═════ Text excerpt

METHODS:  Based on such data, we hypothesized an increase in cathelicidin expression in sarcoidosis bronchoalveolar lavage (BAL) cells compared to healthy controls. BAL cells from patients with biopsy proven sarcoidosis (n = 26), and healthy controls (n = 18) were analyzed for messenger ribonucleic acid (mRNA) expression of cathelicidin, (IFN-γ), and the vitamin D receptor (VDR) by quantitative PCR. Sarcoidosis was classified as severe (requiring systemic therapy), or non-severe (never required systemic therapy). Circulating vitD and 1, 25 vitD levels were also determined.

══════════
═════ Records provided

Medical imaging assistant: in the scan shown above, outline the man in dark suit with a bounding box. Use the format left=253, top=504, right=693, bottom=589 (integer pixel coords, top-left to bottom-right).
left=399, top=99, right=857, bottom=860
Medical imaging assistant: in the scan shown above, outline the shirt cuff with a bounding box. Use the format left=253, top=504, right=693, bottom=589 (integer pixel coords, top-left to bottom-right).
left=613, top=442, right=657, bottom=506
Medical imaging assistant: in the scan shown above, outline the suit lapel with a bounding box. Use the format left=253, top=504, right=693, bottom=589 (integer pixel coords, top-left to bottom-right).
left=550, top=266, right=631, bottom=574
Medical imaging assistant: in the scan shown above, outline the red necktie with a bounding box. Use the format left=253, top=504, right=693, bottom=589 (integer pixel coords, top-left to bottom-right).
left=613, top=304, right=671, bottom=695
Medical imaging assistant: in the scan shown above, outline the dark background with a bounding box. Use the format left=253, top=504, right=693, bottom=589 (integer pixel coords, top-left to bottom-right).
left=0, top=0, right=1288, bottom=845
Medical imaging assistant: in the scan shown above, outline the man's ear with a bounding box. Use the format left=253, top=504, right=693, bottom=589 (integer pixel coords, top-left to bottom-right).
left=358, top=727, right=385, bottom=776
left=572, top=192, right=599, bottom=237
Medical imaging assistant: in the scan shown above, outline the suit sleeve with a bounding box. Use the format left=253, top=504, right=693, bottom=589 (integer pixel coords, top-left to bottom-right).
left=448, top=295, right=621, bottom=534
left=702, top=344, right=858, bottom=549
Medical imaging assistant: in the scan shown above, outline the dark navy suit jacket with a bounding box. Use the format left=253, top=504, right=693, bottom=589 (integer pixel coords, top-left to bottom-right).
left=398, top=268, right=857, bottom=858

══════════

* What the exercise asks
In two sentences, summarize the methods excerpt.

* Answer area
The researchers expected more cathelicidin expression in bronchoalveolar lavage (BAL) cells from sarcoidosis patients than from healthy controls, so they used quantitative PCR to measure mRNA for cathelicidin, IFN-γ, and the vitamin D receptor in BAL cells from 26 patients with biopsy-proven sarcoidosis and 18 healthy controls. Sarcoidosis was classed as severe (needing systemic therapy) or non-severe (never needing it), and blood levels of vitD and 1, 25 vitD were also measured.